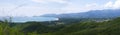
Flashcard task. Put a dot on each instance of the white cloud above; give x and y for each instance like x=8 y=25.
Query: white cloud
x=113 y=5
x=47 y=1
x=117 y=4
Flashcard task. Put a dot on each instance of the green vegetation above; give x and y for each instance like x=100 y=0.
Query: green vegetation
x=73 y=27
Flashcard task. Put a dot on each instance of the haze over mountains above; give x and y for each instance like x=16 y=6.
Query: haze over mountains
x=109 y=13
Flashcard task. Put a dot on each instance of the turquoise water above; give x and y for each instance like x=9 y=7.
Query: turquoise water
x=38 y=19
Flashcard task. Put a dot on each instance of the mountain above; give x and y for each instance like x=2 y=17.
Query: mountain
x=90 y=14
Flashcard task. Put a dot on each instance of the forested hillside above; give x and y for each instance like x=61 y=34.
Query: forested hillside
x=87 y=27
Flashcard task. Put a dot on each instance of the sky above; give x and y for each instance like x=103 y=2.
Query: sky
x=40 y=7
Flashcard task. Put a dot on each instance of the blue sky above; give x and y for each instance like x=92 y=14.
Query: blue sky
x=41 y=7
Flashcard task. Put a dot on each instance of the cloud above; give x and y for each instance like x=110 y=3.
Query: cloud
x=113 y=5
x=47 y=1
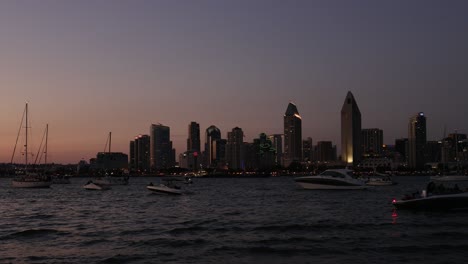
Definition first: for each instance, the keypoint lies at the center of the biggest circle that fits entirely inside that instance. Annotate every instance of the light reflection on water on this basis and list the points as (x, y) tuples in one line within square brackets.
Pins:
[(223, 220)]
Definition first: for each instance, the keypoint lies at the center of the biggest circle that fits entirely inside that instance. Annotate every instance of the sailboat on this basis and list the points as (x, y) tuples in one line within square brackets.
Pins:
[(452, 178), (28, 179)]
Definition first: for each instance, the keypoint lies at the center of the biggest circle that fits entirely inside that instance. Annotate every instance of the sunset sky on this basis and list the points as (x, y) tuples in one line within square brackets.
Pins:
[(91, 67)]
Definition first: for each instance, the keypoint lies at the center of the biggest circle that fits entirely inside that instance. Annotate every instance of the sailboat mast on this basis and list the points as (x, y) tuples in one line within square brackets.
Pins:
[(26, 143), (45, 151)]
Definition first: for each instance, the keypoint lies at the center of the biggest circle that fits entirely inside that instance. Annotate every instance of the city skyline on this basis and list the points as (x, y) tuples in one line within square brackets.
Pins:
[(88, 68)]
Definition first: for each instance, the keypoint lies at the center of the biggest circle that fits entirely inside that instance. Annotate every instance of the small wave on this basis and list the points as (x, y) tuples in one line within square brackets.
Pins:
[(122, 259)]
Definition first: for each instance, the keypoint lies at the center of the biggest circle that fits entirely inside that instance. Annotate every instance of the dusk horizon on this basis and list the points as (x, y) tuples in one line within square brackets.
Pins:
[(89, 68)]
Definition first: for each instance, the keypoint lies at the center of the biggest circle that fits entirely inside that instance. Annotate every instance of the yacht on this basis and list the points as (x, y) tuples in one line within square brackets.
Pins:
[(168, 186), (337, 179), (437, 196), (90, 185)]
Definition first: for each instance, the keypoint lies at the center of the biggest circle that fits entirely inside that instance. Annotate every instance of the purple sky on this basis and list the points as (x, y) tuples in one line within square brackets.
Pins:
[(90, 67)]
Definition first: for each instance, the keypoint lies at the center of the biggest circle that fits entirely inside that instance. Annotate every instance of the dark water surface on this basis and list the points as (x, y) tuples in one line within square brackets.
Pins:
[(264, 220)]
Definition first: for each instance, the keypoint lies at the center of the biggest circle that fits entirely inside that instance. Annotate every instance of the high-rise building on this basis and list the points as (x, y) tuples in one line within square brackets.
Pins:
[(372, 141), (277, 144), (307, 149), (161, 152), (212, 134), (131, 164), (193, 141), (235, 149), (292, 135), (142, 153), (324, 151), (417, 141), (401, 147), (350, 131)]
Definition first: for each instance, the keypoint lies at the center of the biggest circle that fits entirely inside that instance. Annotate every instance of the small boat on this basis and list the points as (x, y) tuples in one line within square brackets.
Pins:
[(112, 180), (168, 186), (61, 179), (443, 178), (336, 179), (90, 185), (379, 179), (29, 179), (437, 196)]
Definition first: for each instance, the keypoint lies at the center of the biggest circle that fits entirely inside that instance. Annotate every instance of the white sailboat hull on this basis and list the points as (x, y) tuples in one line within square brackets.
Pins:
[(18, 183)]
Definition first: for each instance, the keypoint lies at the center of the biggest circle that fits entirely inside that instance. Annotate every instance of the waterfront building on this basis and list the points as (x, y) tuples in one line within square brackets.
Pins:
[(142, 153), (161, 152), (350, 131), (401, 147), (325, 151), (235, 149), (277, 144), (211, 135), (417, 141), (372, 141), (193, 141), (292, 135)]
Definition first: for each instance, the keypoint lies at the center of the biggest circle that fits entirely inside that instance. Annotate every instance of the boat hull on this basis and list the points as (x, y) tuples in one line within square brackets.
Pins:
[(162, 189), (435, 202), (318, 186), (30, 184), (95, 187)]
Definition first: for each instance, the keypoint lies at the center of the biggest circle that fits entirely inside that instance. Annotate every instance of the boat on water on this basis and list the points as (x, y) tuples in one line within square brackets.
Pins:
[(437, 196), (379, 179), (167, 186), (29, 179), (334, 179), (61, 179), (90, 185), (443, 178), (112, 180)]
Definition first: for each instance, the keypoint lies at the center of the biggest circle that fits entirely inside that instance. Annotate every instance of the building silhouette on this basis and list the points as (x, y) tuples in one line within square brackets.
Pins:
[(161, 152), (372, 142), (235, 149), (350, 131), (292, 135), (141, 153), (277, 144), (193, 141), (417, 141)]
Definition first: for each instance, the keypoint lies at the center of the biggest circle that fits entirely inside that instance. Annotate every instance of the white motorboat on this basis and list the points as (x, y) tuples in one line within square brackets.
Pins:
[(90, 185), (336, 179), (380, 180), (168, 186), (443, 178), (29, 179), (61, 179), (112, 180), (437, 196)]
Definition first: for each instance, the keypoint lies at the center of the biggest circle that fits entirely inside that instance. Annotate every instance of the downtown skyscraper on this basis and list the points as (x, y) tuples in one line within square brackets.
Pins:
[(350, 131), (212, 134), (193, 141), (292, 135), (417, 141)]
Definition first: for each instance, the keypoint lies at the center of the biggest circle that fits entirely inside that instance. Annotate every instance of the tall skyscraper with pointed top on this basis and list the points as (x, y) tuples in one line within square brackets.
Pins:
[(350, 131), (292, 135), (193, 141)]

○ ○ ○ ○ ○

Exercise goal: Reproduce, with no changes, the lines of the material from the one containing "the small wave" through the one containing "[(264, 220)]", both included.

Completed task:
Definition first: for each instance, the keypoint lies at the center of the biggest circle that fits entirely inside that instance. Annotate every instance of the small wave on this basis and list the points as (x, y) tuples in one line within square brackets.
Pins:
[(122, 259)]
Definition first: for each instance, the keypoint lies at the center of the biggest circle that fits entirely inside that instance. Annotate every instance of the dusk horizon on this basis and list the points as (x, y) tuples in one line within square brackets.
Pins:
[(89, 68)]
Definition first: for each instance, the keypoint lies at the center of the biggest circle that fits entirely inside that instance. Annotate every instance of the yacht on this basis and list the points as (x, y) tuples in one line within square brackets.
Pins:
[(168, 186), (337, 179), (437, 196), (90, 185)]
Definition first: for each instance, the keypoint lies at the center of the biggest circle that fits entirely inside that instance. Annotate every instance of the purple sky on this basis and list the points as (x, y) tuples in one line within square brackets.
Pins:
[(90, 67)]
Definition first: for each instance, the keypoint lies at the center of the biggest circle that fits entirely inside that instance. Annotate every instance of the dark water surface on this basis and list the points as (x, y) tuples in one line within square brackets.
Pins:
[(264, 220)]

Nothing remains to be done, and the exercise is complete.